**Passage shown**
* BEGIN *

On 06/11/2018 02:40 PM, James Bottomley wrote:
On Mon, 2018-06-11 at 12:20 -0400, Douglas Gilbert wrote:
I have also seen Aborted Command sense when doing heavy testing on
one or more SAS disks behind a SAS expander. I put it down to a
temporary lack of paths available (on the link between the host's HBA
and the expander) when one of those SAS disks tries to get a
connection back to the host with the data (data-in transfer) from an
earlier READ command.
In my code (ddpt and sg_dd) I treat it as a "retry" type error and in
my experience that works. IOW a follow-up READ with the same
parameters is successful.
We do treat ABORTED_COMMAND as a retry. However, it will tick down the
retry count (usually 3) and then fail if it still occurs. How long
does this condition persist for? because if it's long lived we could
treat it as ADD_TO_MLQUEUE which would mean we'd retry until the
timeout condition was reached.
On my system, it's a bit hard to tell, as as soon as ZFS sees the read
error, it starts resilvering to repair the sector that reported the I/O
error. Without the scrub, it happened once over a 5-day window. During
the scrub, it was usually 10s of minutes between occurrences that failed
all the retries, but I had some occasions where it happened about 5-10
minutes apart. It definitely seems to be load-related, so how long and
hard the load stays elevated is a factor.
--Ted

* END *

**Data excerpt**

* BEGIN *

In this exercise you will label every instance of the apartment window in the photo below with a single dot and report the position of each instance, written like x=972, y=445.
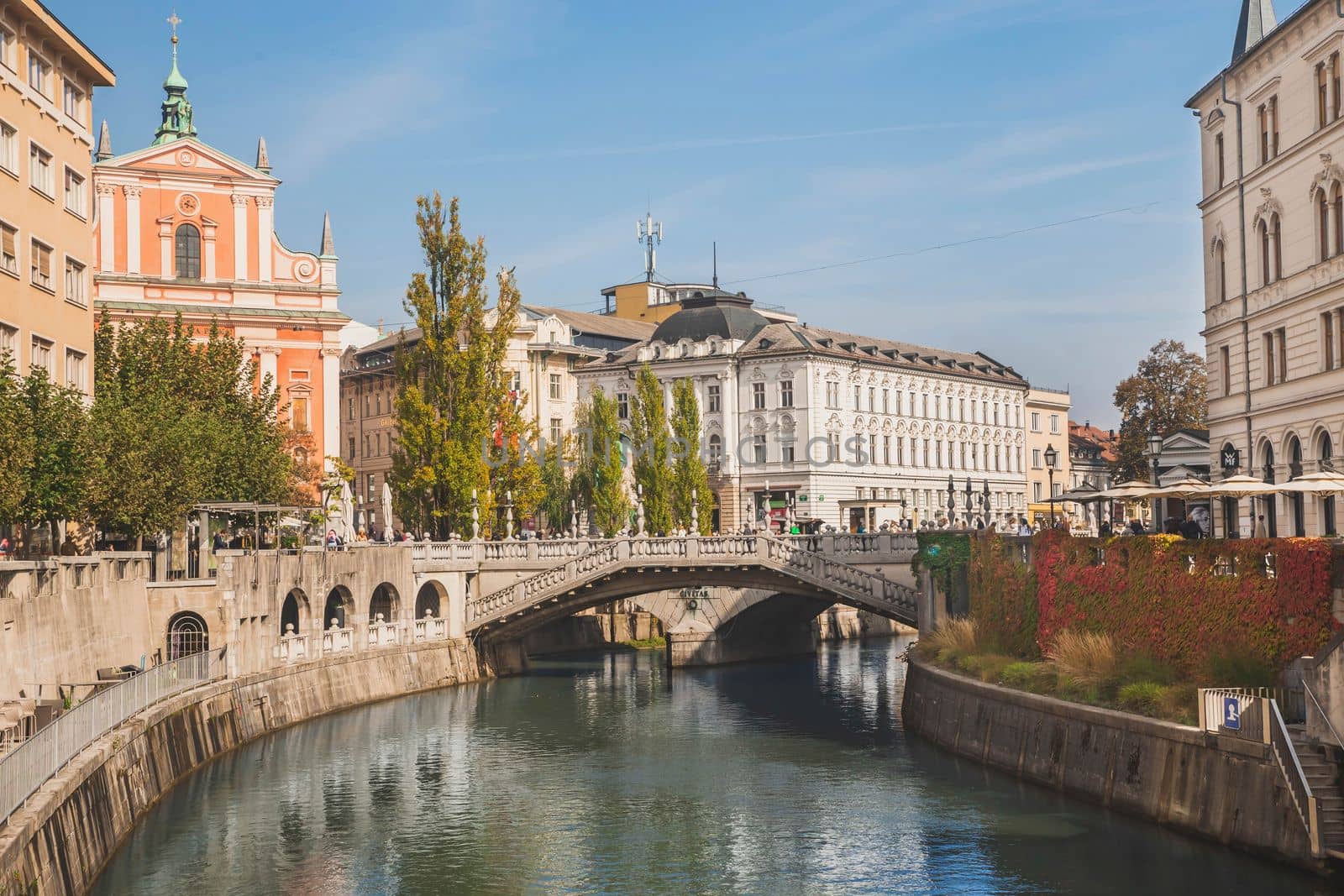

* END *

**Goals**
(A) Answer these about the disk error thread:
(i) What retry count does the reply call usual?
(ii) Which two programs does Douglas Gilbert name as his code?
(iii) Without the scrub, how often did the error happen on Ted's system?
(B) Translate this sentence from the disk error thread into Spanish: "It definitely seems to be load-related, so how long and hard the load stays elevated is a factor."
The material that comes after the thread is separate from it.

**Problem solutions**
(A)
(i) 3
(ii) ddpt and sg_dd
(iii) Once over a 5-day window

(B) Definitivamente parece estar relacionado con la carga, así que cuánto tiempo y con qué intensidad se mantiene elevada la carga es un factor.